You won't be able to maintain a steady-state DC voltage drop across a conductor with zero DC resistance, because that would imply infinite current. However, the transient or AC-voltage case the story is entirely different. Consider, for example, my 10kV 300kHz ferrite-core transformer, which has 22 turns on its secondary. The single-turn primary has 450 volts across its ends. Since it's a thick band of 1"-wide copper, with for all practical purposes, zero DC resistance, by your obviously- incorrect understanding this is not possible. BTW, the current in my transformer's single thick strip of copper is modest and due almost entirely to activities outside the copper strip.

▶ [DATASET]

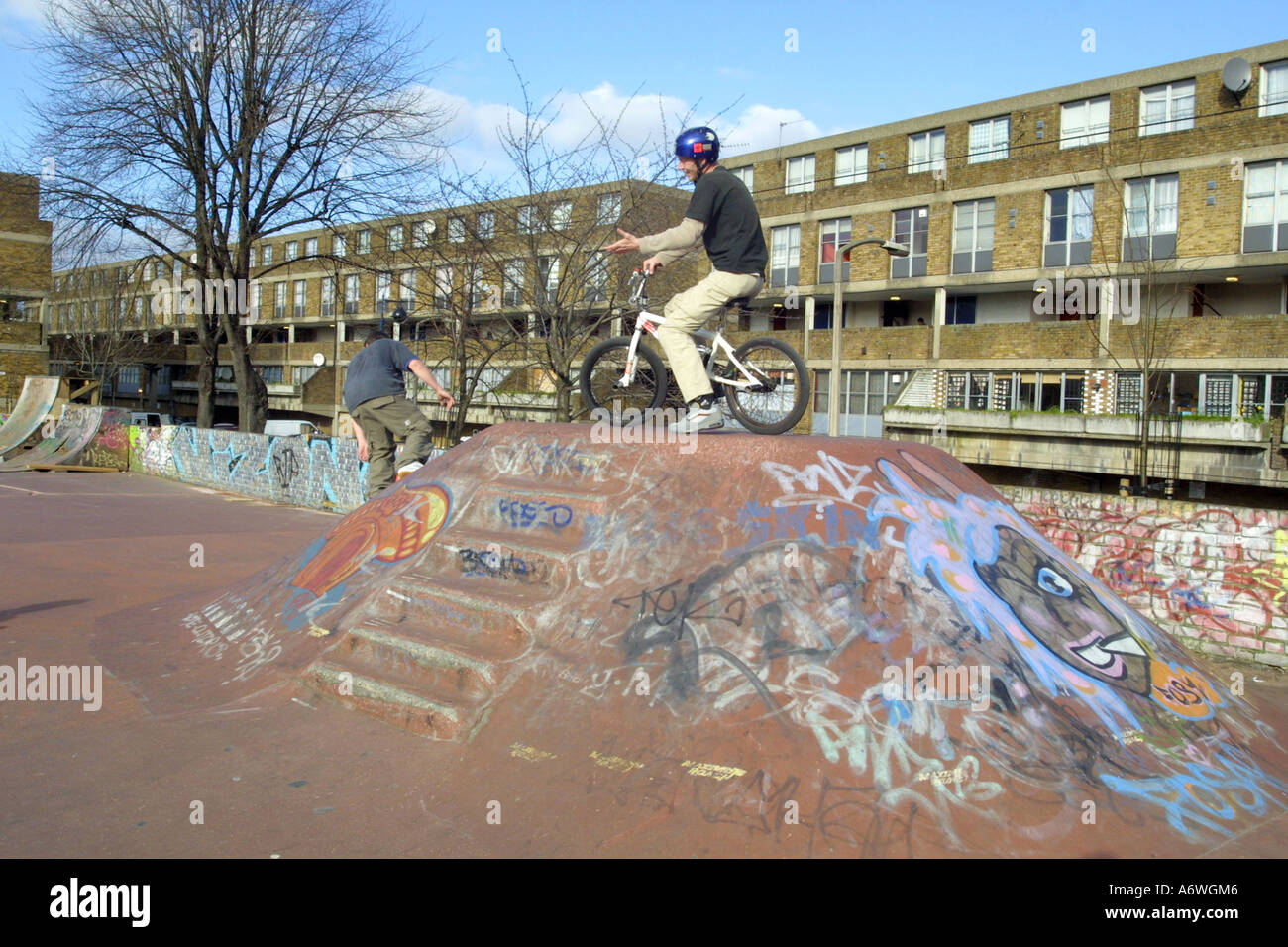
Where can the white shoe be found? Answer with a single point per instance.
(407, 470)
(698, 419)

...

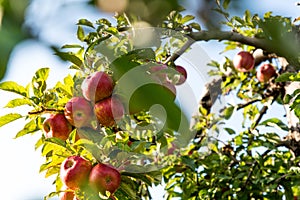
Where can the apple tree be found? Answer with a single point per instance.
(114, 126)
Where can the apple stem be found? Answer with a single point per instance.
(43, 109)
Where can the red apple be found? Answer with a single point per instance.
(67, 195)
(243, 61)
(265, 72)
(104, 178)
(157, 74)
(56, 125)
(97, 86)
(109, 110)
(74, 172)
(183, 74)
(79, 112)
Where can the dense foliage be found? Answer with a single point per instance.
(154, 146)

▶ [REQUIREMENT] Pick up the forum reply about voltage across a zero-resistance conductor right after its last sentence, and carry it on.

▶ [EXERCISE ANSWER]
That lecture note is poorly written, confused, and useless. A voltage drop, or more accurately potential drop, is understood to be a measure of energy expenditure per unit of charge injected through the component. There is no such energy expenditure in a pure inductance, it is all storage, and therefore there is no potential drop across it. Faraday's law introduces the concept of electromotive force due to induction, or e.m.f., and quantifies its interaction with the electric field in closed loops. It is a statement about the net potential drops around the loop external to the inductor and not the inductor itself. You cannot have a di/dt in the inductor without an external circuit loop, the loop will always be present, but because it can take many forms, it is simpler to consider that the algebraic sum of the external loop drops as appearing across the inductor in the sense that this is where one would place the measurement probes. Get real.

"Fred Bloggs"

** You did notice the date on the paper the OP quoted - didn't you ?

Wake up.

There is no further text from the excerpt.